**TASK DESCRIPTION:** Copy all entries exactly, and wherever an entry holds a picture, leave that picture out.

**Images for object localization:**
▼

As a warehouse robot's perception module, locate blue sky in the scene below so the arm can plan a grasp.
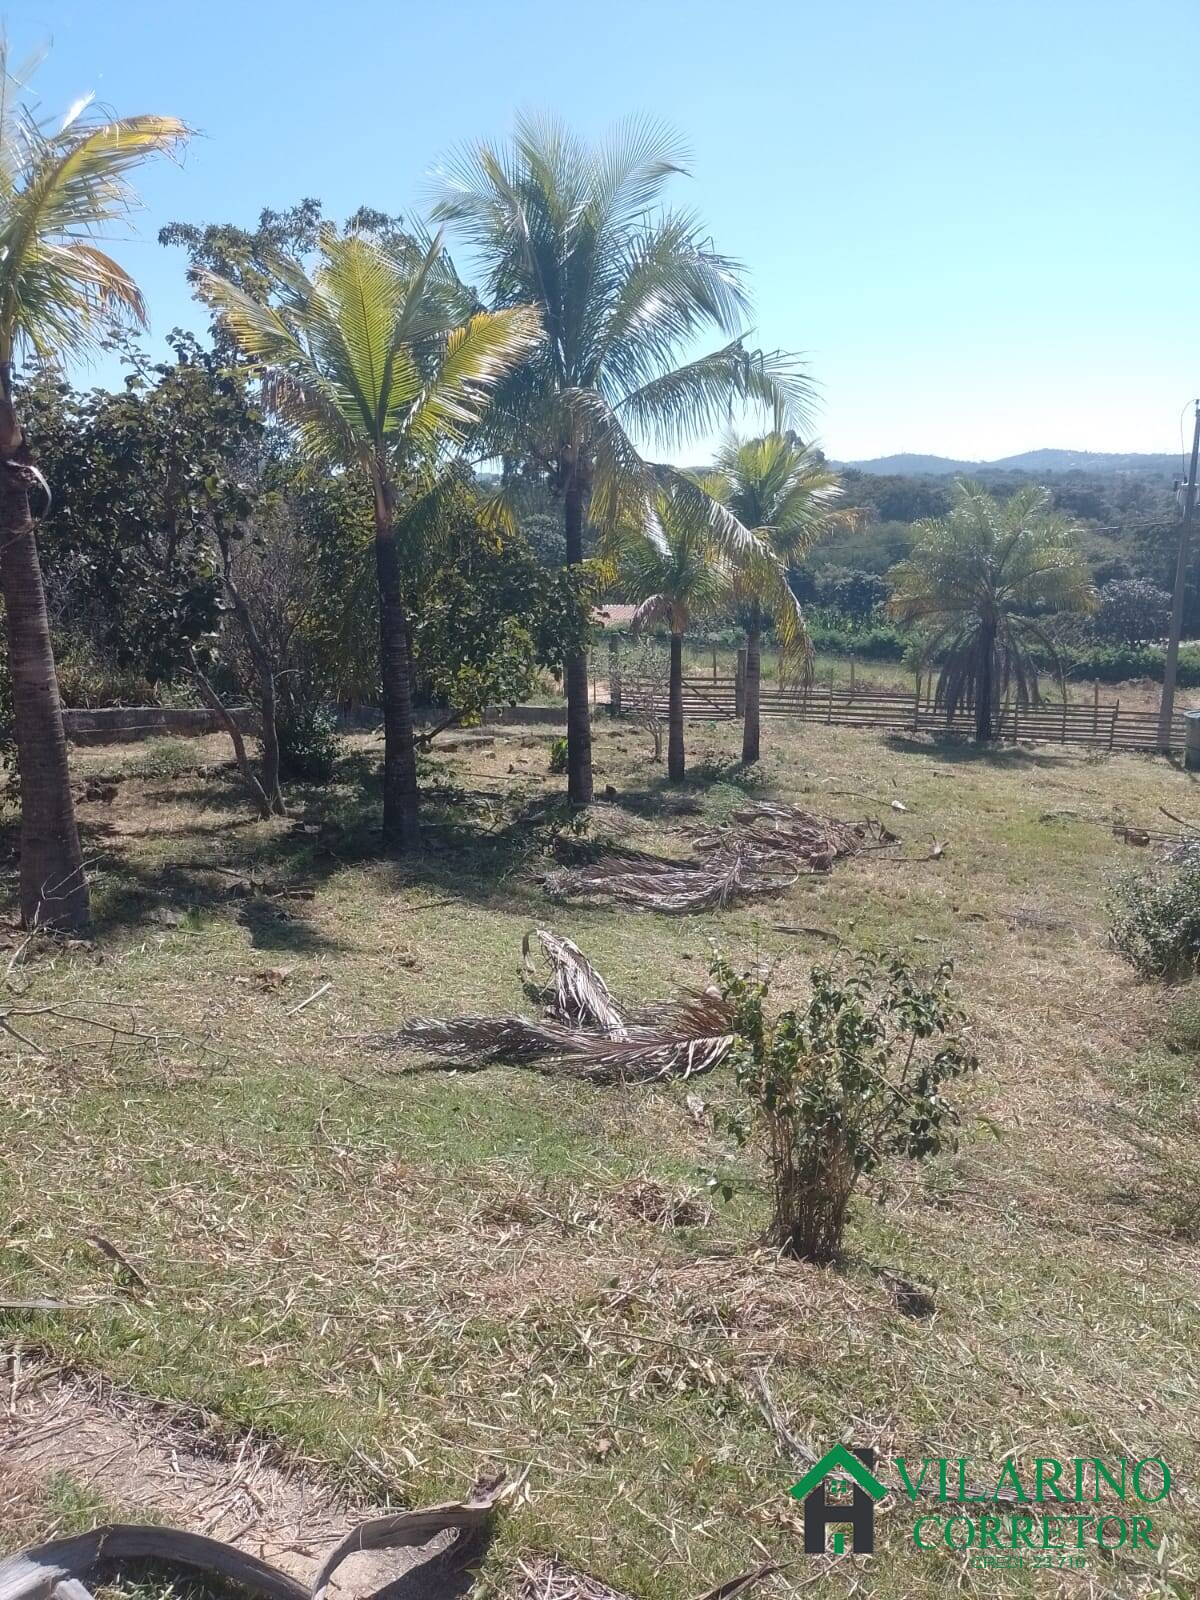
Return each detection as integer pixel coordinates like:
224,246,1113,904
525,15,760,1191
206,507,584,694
5,0,1196,463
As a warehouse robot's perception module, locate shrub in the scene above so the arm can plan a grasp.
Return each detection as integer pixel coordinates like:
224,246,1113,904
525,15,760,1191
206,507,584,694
548,735,569,775
139,737,194,780
277,705,340,784
1109,855,1200,979
713,953,975,1263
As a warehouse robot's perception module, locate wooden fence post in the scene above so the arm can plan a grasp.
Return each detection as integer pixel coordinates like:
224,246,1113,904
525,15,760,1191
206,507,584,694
734,648,747,717
913,673,921,733
1110,700,1119,751
711,645,718,686
608,635,622,717
849,659,856,700
827,667,835,724
1093,680,1100,735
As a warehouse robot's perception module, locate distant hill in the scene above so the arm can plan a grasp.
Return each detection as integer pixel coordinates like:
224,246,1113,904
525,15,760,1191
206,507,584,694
842,449,1179,479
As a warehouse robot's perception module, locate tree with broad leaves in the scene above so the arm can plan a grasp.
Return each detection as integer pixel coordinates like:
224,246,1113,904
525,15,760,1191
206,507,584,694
0,41,186,929
431,114,814,806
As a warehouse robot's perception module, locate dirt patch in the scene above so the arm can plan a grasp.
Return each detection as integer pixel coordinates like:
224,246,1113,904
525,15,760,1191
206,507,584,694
0,1360,458,1595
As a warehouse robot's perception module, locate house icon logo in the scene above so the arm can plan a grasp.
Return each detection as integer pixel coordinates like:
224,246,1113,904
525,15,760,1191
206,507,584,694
789,1445,887,1554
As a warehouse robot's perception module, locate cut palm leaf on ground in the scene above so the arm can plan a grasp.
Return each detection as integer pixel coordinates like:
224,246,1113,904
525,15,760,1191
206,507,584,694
542,804,899,913
387,927,735,1083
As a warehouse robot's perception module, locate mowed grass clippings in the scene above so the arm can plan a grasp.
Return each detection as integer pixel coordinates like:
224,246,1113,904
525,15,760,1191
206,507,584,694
0,720,1198,1599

▲

**ANSWER SECTION:**
As a warehouse robot's perception module, locate blue sky in the scene below so the arm can plan a grasp.
Return each detection as integer pixel coordinates like:
224,246,1113,904
525,15,760,1191
206,507,584,694
5,0,1196,463
As a warehouse robot's perception module, locate shrub in the scene above so the arm can plan a grasp.
Return each detection as integer pixel coordinates like:
224,246,1113,904
525,15,760,1191
206,507,584,694
548,735,569,775
139,737,194,780
277,705,340,784
1109,855,1200,979
713,953,975,1263
As a warehouse robot's perception module, locate wooden fence post in the scene above so the arm can plan a grasp.
Return each detection as integer pixel coordinates like:
224,246,1113,904
525,15,760,1191
206,507,584,694
734,648,747,717
913,673,921,733
1110,700,1119,751
711,645,718,686
608,635,622,717
849,659,856,700
827,667,835,724
1093,680,1100,735
As a warehouse robot's perception module, locate distant hill in the scene above so the arm can plan a grasp.
Return each detection as integer pixel coordinates like:
224,246,1113,904
525,15,760,1191
206,507,584,694
842,449,1179,479
As a warehouse robot's perception module, locate tree with broad leaves in the scene above so the arm can plan a grasp.
Return each detection as integer pixel coordinates like:
224,246,1113,904
525,15,760,1191
206,507,584,694
0,41,186,929
431,114,814,806
As a warehouse robot's perception module, locate dirt patch in the scene above so the arm can plan a grasp.
Return each detection as integer pixel coordinates like:
224,246,1113,904
525,15,760,1191
206,507,584,694
0,1360,458,1595
As a warehouse robot's perception module, locate house icon logo in the scene above so the arm can plan a grasp.
Return each detection as integer pixel coordinates like:
224,246,1113,904
525,15,760,1191
206,507,584,694
789,1445,887,1554
As a warehouse robot's perception module, locate cut palm leaf on ground in the scene above so the arm can plan a grasp.
Return each detection as integer pixel coordinates like:
224,246,1113,904
525,15,760,1191
206,507,584,694
542,804,899,913
387,927,735,1083
As a warehouse robot's perception module, locate mowed grass clippings in the scene above so the arm can plan a grasp.
Return each detection as integer pixel coordinates like:
224,246,1113,904
525,15,760,1191
206,507,584,694
0,720,1198,1599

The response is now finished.